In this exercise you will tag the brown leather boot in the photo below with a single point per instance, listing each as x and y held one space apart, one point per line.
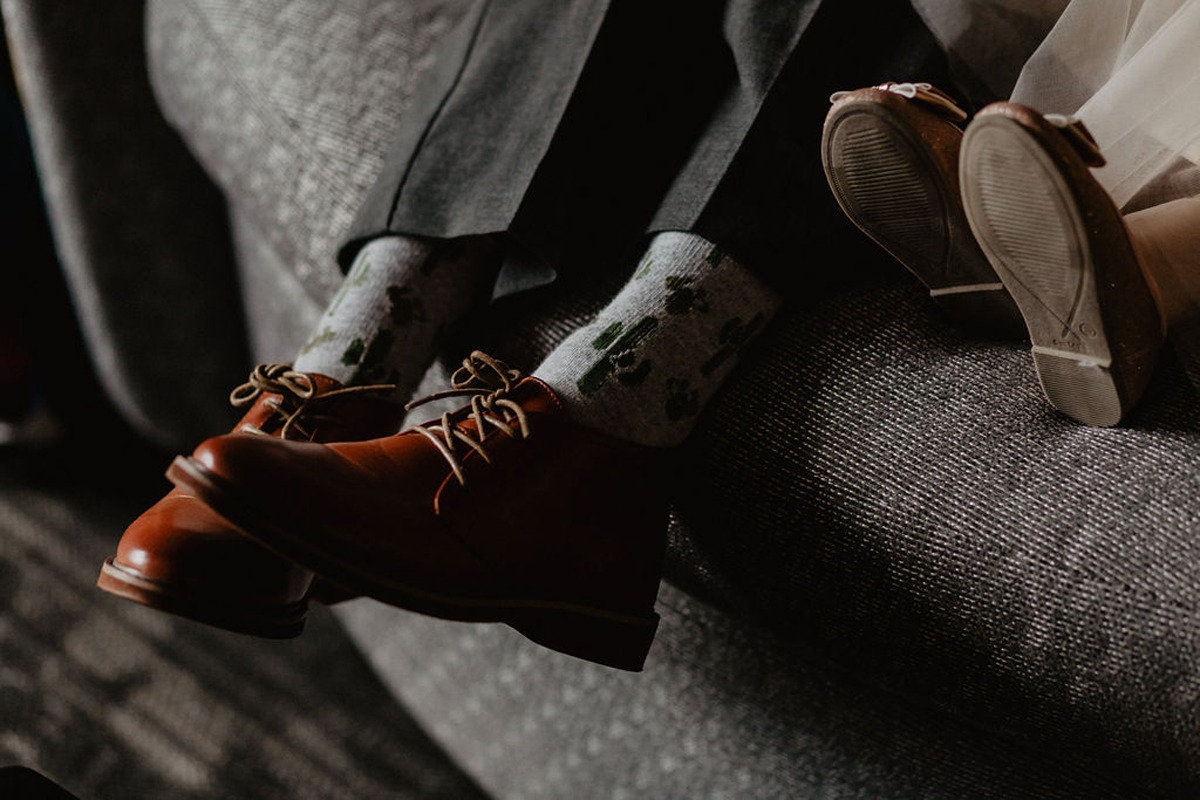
503 511
181 558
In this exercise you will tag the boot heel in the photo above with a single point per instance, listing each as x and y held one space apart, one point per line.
619 642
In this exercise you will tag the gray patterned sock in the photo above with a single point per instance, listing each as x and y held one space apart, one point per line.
397 299
647 365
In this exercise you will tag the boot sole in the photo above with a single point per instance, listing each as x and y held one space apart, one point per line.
1059 245
889 186
610 638
271 623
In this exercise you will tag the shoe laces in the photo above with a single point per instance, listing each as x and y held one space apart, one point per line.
487 383
295 401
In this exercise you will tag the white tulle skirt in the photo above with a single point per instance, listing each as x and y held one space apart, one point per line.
1128 68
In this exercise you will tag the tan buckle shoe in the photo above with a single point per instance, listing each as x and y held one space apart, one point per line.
1061 247
891 155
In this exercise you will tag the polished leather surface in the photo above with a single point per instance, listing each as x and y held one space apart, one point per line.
564 516
190 552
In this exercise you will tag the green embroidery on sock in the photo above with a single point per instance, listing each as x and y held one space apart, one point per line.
733 335
354 278
322 337
607 336
682 401
619 356
682 298
403 306
353 354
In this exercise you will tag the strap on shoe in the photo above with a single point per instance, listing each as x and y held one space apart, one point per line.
1078 137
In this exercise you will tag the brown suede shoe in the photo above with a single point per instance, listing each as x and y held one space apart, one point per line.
1061 247
891 155
181 558
503 511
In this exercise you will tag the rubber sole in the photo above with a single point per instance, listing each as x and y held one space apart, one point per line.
892 187
610 638
1066 262
273 623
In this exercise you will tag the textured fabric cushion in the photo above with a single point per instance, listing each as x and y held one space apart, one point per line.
292 106
139 228
894 499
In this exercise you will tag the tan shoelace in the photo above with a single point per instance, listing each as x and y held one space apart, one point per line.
298 403
487 382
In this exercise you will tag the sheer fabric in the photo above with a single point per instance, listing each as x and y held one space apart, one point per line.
1128 68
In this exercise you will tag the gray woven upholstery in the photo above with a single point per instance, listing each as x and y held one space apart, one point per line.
894 571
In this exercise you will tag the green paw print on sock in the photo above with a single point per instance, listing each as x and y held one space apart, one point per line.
683 401
618 356
353 353
325 335
369 358
683 298
732 336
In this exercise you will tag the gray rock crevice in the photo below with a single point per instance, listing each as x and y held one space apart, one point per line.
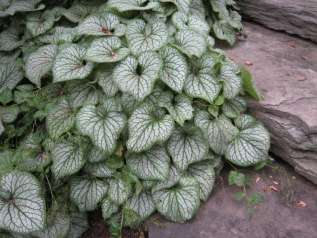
285 71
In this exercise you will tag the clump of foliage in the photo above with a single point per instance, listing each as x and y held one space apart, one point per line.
123 105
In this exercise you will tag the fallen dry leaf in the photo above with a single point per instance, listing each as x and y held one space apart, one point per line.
301 204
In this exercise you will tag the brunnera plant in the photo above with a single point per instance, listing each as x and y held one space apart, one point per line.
122 105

——

The problem: Revise all of the items above by replacing every occurrence of "photo" with "image" and leaving everything else unchanged. Omit the pictures from your answer.

Task response:
In this exercise you will tag the brown leather boot in the image below with a single point per instance, listing each as x and y held one space apart, one point per line.
503 511
181 558
In this exercise you will tag the boot heel in the image above with a single point per instance, listing each as x and y held one space apart, one point per line.
619 642
In this exercise you will tag the gray patterned sock in the image above with a single point per instance, listing each as x and y held one space apart, one point per line.
397 299
647 365
In this exercise you will tag the boot sole in the image above with a single point per instance, listing each as x and y held one space apart, one point per line.
1059 245
889 186
610 638
271 623
In this exercise you will tag the shoe laces in the image above with a single point per instance, listing each as x and y held one space apart, one point per line.
487 383
295 401
In this exercise you will tag the white tulle skirt in the image above with a single point per instance, listing each as x and y held one space apart, one point per line.
1128 68
In this exercise you will tag the tan buckle shoe in the image above with a single point per instance, listing each as x and y held one space apart, one point per line.
1061 247
891 155
In this exercise you will tag the polished leather surface in the image above with a single point per instance, listing each as x and y held one space apart, one point per line.
564 516
190 552
In this exercise you will tag the green embroidery on sock in the image above with a single point per instance, listing each as x and y held one space apart, one point per line.
733 335
354 278
322 337
607 336
682 401
619 356
682 298
403 306
353 354
In this exercise you will tag the strap on shoe in the image above with a single point per instance, listing each as x and y held one space apart, one point per line.
1078 137
In this exercise you will tag the brown suede shoe in the image above with a single point per instance, listing each as x and y held one space apart, one point per line.
1061 247
891 155
181 558
503 511
In this exercise you will tag the rubber sole in the image above with a single point per instance, listing each as x and y held one space apart, one point per line.
892 187
610 638
1066 262
273 623
In this exercise you will tag the textured fabric cushion in the image above with a single point per instance, listing each as x and y held one space apart, one point per line.
292 106
139 228
894 499
In this exercise you will tag the tan shoelace in the image above with a single point per instance, listing each as x and y held one space apart, one point per line.
298 403
487 382
In this exercise you will tag the sheer fabric in the image above with a single point per instance, listing each as x and y held one space apart, one point per line.
1128 68
In this exercise you will tag the gray woven upholstery in the image above with a single point per instance, listing each as x and y held one space apart, one point per line.
894 571
In this exercise you will tag the green paw print on sock in the image above with a single point per instance, listing each as x and y held one space apart, one point per line.
683 401
618 356
353 353
325 335
369 358
683 298
732 336
In this exercise you will tag the gray rock crevice in the image below with a single point per instance, listing each as x and y held one space apart, one point per line.
285 71
In this exercise you will tag the clump of foliage in the image above with a single point per instance, listing each as x and y held one space apart, one point per line.
123 105
In this exercise you will tag the fallen dry leaf in the image above with a single point per instance, listing each as x and y held one space apart, one point per line.
301 204
In this exercise you will tag the brunnera plant in the image above with a single point per instance, listing each as x and y held one space apart, one point per line.
122 105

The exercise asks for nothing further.